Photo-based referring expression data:
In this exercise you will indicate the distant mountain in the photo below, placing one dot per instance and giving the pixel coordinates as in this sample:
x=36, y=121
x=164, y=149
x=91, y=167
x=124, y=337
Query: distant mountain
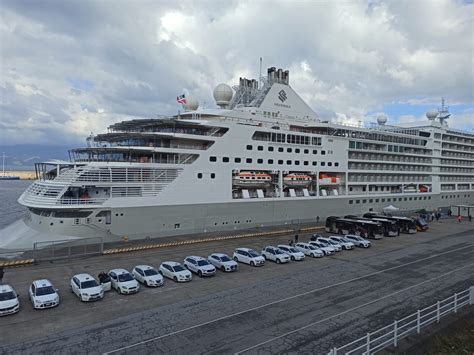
x=23, y=157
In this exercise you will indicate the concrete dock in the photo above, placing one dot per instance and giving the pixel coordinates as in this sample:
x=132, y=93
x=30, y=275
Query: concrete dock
x=305, y=307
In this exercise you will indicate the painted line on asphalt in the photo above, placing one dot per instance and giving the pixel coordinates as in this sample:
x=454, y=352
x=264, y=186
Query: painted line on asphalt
x=350, y=310
x=280, y=301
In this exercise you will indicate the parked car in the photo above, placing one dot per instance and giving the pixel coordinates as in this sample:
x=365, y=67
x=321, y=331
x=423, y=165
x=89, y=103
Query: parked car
x=147, y=275
x=294, y=253
x=316, y=236
x=248, y=256
x=274, y=254
x=199, y=265
x=329, y=242
x=9, y=302
x=309, y=250
x=43, y=294
x=327, y=250
x=345, y=244
x=358, y=241
x=123, y=281
x=86, y=287
x=175, y=271
x=223, y=262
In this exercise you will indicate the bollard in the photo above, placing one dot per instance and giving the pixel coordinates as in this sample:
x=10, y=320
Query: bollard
x=395, y=333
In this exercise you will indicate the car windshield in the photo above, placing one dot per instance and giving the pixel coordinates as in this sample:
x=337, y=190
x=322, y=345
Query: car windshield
x=89, y=284
x=43, y=291
x=5, y=296
x=150, y=272
x=125, y=277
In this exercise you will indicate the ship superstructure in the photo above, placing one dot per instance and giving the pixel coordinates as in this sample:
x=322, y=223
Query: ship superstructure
x=262, y=158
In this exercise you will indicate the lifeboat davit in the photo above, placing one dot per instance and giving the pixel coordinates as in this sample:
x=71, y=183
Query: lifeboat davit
x=297, y=180
x=252, y=179
x=326, y=179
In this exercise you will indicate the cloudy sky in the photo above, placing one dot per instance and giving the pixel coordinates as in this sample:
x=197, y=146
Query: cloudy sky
x=72, y=67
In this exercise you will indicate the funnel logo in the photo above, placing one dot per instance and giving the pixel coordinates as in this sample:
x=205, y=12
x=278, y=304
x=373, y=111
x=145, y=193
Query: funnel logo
x=282, y=96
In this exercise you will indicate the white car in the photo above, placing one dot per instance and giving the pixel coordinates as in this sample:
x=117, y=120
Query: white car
x=175, y=271
x=123, y=281
x=327, y=250
x=294, y=253
x=9, y=303
x=223, y=262
x=248, y=256
x=309, y=250
x=43, y=294
x=358, y=241
x=86, y=287
x=345, y=244
x=147, y=275
x=199, y=265
x=274, y=254
x=329, y=242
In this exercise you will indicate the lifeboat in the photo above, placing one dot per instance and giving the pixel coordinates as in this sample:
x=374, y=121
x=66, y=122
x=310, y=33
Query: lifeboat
x=296, y=180
x=327, y=179
x=252, y=179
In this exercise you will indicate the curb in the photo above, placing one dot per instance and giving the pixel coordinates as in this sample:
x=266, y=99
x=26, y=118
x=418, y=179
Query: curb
x=203, y=240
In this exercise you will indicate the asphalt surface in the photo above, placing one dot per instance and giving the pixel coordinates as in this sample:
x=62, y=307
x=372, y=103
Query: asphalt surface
x=304, y=307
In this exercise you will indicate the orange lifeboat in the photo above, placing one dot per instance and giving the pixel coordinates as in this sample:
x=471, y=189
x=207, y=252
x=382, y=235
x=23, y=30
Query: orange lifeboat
x=297, y=180
x=252, y=179
x=327, y=179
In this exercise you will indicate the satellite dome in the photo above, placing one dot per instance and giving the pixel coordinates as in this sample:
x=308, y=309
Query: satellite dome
x=191, y=103
x=382, y=119
x=432, y=114
x=223, y=94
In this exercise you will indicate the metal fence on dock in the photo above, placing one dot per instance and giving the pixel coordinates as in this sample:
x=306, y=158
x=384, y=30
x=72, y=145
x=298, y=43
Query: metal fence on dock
x=391, y=334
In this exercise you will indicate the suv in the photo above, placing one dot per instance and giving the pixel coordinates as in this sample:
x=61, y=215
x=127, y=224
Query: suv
x=327, y=250
x=358, y=241
x=248, y=256
x=86, y=287
x=123, y=281
x=310, y=250
x=9, y=303
x=294, y=253
x=43, y=294
x=274, y=254
x=147, y=275
x=345, y=244
x=199, y=265
x=223, y=262
x=329, y=242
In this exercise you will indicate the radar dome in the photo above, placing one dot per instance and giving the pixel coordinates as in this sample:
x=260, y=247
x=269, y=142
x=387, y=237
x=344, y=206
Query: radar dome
x=381, y=120
x=223, y=94
x=432, y=114
x=191, y=103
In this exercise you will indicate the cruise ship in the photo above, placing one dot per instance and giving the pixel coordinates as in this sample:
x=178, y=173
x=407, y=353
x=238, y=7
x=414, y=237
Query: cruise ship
x=261, y=158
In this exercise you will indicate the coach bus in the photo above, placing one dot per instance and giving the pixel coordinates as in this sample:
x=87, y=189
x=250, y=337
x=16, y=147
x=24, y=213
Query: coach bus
x=363, y=228
x=405, y=224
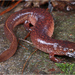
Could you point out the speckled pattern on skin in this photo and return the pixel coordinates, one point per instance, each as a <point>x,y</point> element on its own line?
<point>41,32</point>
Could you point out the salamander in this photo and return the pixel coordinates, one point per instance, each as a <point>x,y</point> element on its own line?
<point>40,34</point>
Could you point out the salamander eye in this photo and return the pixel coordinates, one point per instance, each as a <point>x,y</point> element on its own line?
<point>71,50</point>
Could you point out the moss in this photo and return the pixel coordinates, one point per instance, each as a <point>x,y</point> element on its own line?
<point>67,68</point>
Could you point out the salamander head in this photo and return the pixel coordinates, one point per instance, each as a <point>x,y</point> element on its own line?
<point>71,53</point>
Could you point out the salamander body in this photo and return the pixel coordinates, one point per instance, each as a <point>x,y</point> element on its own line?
<point>40,34</point>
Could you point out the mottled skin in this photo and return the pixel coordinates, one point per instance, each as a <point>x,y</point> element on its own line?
<point>40,34</point>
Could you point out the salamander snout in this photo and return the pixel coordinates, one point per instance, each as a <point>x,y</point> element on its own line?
<point>71,53</point>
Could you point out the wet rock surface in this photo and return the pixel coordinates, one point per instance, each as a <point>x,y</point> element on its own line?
<point>39,62</point>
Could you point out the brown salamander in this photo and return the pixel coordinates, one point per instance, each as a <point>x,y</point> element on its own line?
<point>40,34</point>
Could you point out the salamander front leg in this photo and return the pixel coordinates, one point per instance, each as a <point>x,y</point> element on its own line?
<point>51,56</point>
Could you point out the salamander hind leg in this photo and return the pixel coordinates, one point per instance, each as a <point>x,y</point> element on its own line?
<point>51,56</point>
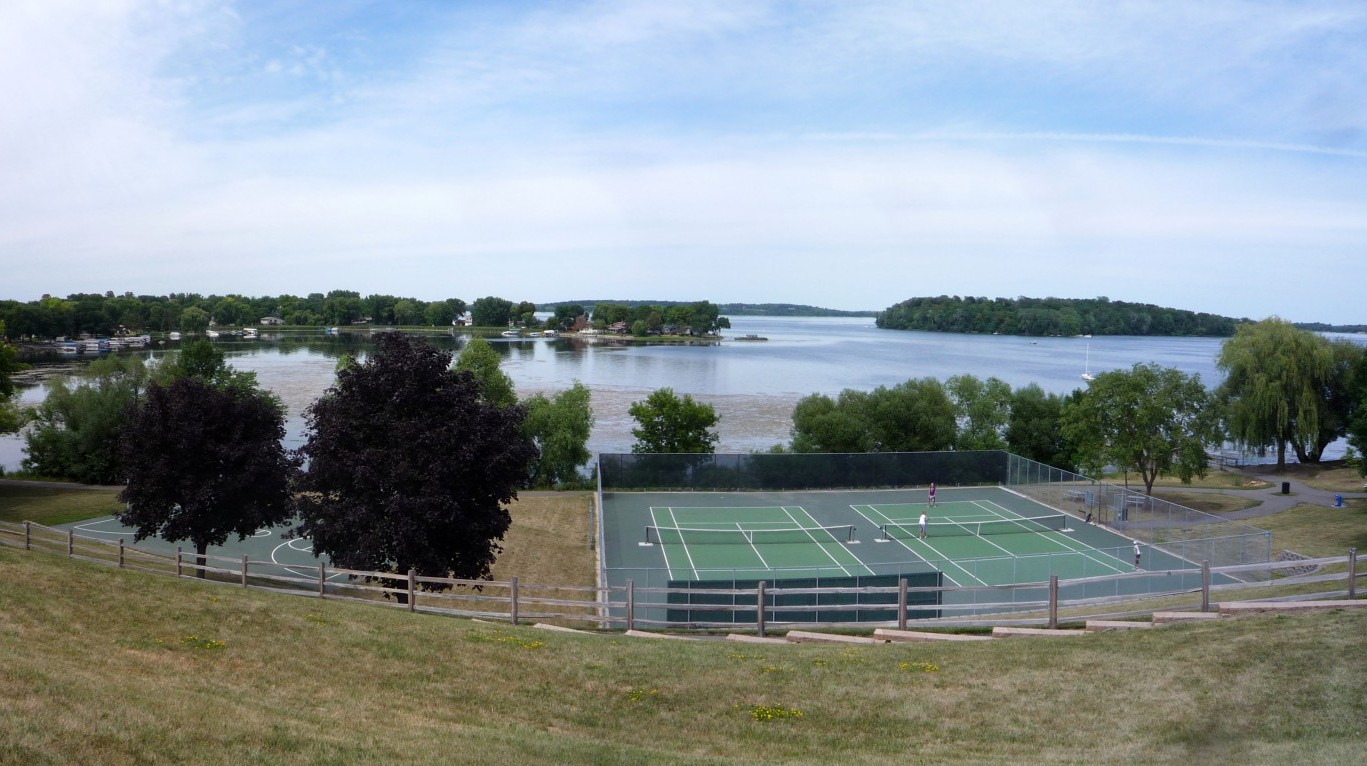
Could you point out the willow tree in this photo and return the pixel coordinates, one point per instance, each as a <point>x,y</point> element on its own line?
<point>1150,419</point>
<point>1274,391</point>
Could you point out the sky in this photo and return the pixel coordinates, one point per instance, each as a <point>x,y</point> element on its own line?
<point>1209,156</point>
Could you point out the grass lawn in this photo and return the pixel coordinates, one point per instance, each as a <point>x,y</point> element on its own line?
<point>1214,480</point>
<point>1314,530</point>
<point>116,666</point>
<point>56,504</point>
<point>1207,502</point>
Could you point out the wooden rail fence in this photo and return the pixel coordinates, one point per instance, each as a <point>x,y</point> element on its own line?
<point>633,608</point>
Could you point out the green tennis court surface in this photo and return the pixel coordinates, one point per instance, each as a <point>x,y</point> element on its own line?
<point>975,536</point>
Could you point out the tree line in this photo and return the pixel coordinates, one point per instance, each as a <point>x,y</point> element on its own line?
<point>190,312</point>
<point>412,457</point>
<point>1050,316</point>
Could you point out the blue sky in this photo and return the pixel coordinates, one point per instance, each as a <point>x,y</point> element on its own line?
<point>1209,156</point>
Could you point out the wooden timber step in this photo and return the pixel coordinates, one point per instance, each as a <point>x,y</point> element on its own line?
<point>1288,606</point>
<point>926,636</point>
<point>1165,617</point>
<point>1098,625</point>
<point>805,636</point>
<point>1002,632</point>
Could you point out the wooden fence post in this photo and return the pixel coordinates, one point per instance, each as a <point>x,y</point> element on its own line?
<point>901,603</point>
<point>1205,586</point>
<point>1053,601</point>
<point>1352,572</point>
<point>759,609</point>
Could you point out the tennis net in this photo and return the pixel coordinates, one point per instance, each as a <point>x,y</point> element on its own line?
<point>841,534</point>
<point>1051,523</point>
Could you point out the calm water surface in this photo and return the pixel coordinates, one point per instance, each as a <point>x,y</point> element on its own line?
<point>752,385</point>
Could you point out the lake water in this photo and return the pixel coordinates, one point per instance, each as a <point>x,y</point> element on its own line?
<point>752,385</point>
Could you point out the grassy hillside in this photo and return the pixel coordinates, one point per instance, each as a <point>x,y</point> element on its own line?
<point>100,665</point>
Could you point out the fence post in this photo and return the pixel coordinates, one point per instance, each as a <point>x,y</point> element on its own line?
<point>901,603</point>
<point>1352,572</point>
<point>759,609</point>
<point>1053,601</point>
<point>1205,586</point>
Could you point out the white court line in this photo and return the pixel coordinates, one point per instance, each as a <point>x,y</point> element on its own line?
<point>665,549</point>
<point>799,524</point>
<point>686,554</point>
<point>758,554</point>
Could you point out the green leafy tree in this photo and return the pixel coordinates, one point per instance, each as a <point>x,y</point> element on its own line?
<point>491,312</point>
<point>982,409</point>
<point>194,320</point>
<point>1148,419</point>
<point>559,427</point>
<point>480,360</point>
<point>667,423</point>
<point>204,463</point>
<point>1035,427</point>
<point>10,416</point>
<point>75,432</point>
<point>1276,387</point>
<point>912,416</point>
<point>409,465</point>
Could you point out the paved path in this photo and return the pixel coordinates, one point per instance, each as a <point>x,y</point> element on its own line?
<point>1271,499</point>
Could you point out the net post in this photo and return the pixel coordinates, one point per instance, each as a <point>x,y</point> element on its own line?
<point>1352,572</point>
<point>901,603</point>
<point>1205,586</point>
<point>1053,601</point>
<point>759,609</point>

### WHAT IS REQUIRED
In the entries above, the lines from the one bearing "In this exercise you will indicate the satellite" up to and including the one bearing "x=260, y=247" should be transcribed exactly; no other line is wanted.

### RESPONSE BOX
In this exercise you will indicate the satellite dome in the photo above, placing one dot per instance and giving the pixel coordinates as in this sample:
x=308, y=309
Query: satellite dome
x=191, y=103
x=382, y=119
x=432, y=114
x=223, y=94
In this exercise you will indicate the metal fence on dock in the photo above, placing one dot per instance and giving the pixel coordinates as in this sample:
x=306, y=158
x=384, y=30
x=72, y=145
x=298, y=43
Query: metal fence on dock
x=391, y=334
In this exercise you will indicate the suv in the photo above, placing one dot per instance and giving the pixel coordinates as in this sample:
x=61, y=215
x=127, y=224
Query: suv
x=327, y=250
x=358, y=241
x=248, y=256
x=86, y=287
x=123, y=281
x=310, y=250
x=9, y=303
x=294, y=253
x=43, y=294
x=274, y=254
x=147, y=275
x=345, y=244
x=199, y=265
x=223, y=262
x=329, y=242
In this exercise you will indicate the radar dome in the photo above, placing one dot per instance and giving the pixel coordinates as in this sample:
x=260, y=247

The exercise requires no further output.